• To be done
Write out the material below from its first line through the line with "<point>189,73</point>", with the requests unchanged. Scale every point coordinate in the answers by 1.3 and round each to a whole number, with halves rounded up.

• Records provided
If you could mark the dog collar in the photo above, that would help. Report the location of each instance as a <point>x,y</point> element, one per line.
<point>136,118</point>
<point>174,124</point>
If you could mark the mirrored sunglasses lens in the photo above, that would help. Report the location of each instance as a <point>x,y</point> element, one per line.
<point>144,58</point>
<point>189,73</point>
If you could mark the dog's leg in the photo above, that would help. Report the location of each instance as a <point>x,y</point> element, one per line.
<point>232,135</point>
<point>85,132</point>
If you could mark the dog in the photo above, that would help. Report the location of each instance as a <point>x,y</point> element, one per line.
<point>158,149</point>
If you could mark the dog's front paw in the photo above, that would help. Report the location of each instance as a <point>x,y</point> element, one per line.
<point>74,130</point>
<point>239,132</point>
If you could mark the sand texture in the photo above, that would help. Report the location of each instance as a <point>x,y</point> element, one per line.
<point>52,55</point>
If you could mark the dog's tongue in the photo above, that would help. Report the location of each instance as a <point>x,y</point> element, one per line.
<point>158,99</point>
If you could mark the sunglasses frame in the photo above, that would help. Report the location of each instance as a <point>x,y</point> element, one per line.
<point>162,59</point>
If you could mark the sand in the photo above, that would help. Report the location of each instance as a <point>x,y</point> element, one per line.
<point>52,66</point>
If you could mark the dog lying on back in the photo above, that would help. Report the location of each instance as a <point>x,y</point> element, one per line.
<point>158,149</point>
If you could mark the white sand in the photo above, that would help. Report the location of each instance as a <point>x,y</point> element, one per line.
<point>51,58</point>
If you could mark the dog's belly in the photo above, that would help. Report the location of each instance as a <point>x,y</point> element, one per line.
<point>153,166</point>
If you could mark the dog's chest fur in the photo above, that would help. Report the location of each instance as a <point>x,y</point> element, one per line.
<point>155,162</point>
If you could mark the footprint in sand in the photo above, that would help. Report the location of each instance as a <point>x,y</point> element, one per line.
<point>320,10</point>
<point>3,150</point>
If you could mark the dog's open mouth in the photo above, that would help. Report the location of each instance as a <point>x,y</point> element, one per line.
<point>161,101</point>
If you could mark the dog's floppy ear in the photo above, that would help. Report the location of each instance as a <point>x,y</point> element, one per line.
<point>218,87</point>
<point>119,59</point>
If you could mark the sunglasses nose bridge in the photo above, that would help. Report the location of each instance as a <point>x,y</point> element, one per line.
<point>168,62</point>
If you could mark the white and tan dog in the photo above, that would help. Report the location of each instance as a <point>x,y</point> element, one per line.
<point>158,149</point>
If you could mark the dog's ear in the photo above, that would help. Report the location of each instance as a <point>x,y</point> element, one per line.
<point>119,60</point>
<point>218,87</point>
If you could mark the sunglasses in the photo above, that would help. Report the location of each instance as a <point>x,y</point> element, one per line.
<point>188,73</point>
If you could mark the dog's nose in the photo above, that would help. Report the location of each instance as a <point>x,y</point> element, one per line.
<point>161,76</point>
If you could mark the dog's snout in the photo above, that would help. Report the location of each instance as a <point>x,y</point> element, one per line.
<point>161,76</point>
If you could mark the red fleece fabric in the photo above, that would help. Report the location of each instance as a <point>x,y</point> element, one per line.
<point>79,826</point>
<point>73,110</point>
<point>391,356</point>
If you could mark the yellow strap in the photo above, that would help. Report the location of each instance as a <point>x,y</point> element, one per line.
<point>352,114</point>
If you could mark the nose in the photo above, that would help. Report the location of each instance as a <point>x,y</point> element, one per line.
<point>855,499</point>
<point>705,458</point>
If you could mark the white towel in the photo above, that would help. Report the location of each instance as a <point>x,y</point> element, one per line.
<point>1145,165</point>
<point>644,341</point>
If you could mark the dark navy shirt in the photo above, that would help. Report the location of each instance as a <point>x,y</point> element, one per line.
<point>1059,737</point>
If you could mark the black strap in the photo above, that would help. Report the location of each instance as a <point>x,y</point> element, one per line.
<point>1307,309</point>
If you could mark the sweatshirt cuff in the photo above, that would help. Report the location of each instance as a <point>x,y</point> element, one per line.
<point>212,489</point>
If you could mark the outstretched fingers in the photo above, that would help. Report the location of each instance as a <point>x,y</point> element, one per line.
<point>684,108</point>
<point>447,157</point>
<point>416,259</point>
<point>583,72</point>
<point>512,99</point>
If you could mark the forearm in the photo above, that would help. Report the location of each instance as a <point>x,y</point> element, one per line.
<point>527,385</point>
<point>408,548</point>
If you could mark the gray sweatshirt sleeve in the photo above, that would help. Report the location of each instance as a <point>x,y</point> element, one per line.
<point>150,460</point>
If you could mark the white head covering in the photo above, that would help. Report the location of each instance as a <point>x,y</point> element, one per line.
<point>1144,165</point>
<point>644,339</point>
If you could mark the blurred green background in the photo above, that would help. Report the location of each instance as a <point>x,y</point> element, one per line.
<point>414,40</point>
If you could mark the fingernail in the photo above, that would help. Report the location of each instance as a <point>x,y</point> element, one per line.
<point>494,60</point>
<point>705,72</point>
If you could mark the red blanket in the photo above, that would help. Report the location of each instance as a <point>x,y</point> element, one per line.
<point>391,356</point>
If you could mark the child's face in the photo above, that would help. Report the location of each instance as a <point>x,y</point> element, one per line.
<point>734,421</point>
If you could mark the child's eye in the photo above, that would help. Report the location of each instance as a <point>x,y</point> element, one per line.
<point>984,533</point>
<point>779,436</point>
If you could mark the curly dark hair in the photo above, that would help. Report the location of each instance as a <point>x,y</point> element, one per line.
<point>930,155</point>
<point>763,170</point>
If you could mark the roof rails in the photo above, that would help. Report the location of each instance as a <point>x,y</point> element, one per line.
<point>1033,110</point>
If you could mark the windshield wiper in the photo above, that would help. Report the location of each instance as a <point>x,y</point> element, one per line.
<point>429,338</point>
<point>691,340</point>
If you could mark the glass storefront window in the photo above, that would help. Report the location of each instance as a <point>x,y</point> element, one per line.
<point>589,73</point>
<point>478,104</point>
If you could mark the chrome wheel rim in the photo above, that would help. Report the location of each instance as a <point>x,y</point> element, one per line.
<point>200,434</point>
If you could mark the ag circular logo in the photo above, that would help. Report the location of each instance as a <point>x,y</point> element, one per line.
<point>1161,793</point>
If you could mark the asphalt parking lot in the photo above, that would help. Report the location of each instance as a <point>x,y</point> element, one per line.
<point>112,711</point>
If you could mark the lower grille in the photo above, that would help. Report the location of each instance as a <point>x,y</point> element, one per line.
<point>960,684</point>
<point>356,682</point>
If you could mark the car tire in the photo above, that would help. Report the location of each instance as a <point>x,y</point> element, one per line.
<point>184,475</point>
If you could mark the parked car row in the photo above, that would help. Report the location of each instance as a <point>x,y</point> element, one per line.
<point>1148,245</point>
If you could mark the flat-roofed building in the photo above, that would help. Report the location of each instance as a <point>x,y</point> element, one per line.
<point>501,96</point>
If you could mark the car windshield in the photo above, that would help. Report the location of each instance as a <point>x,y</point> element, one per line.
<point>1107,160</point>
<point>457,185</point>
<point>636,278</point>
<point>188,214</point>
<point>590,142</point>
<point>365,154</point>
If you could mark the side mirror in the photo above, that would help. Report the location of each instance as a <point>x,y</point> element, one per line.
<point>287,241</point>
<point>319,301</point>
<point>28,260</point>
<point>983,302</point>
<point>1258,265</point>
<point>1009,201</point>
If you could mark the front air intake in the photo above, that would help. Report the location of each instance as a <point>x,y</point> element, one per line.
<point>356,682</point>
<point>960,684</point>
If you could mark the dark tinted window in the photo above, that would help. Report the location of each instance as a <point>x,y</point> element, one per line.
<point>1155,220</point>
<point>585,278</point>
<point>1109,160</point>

• Reply
If you could mark the dog collar in the photo above, that would help. Report the location of each instance as a <point>x,y</point> element, one per line.
<point>177,153</point>
<point>226,161</point>
If you could mark the mirrored sunglasses lens in the photo above, that would help. Report the location of each instance as a <point>x,y</point> element, one per line.
<point>187,75</point>
<point>246,95</point>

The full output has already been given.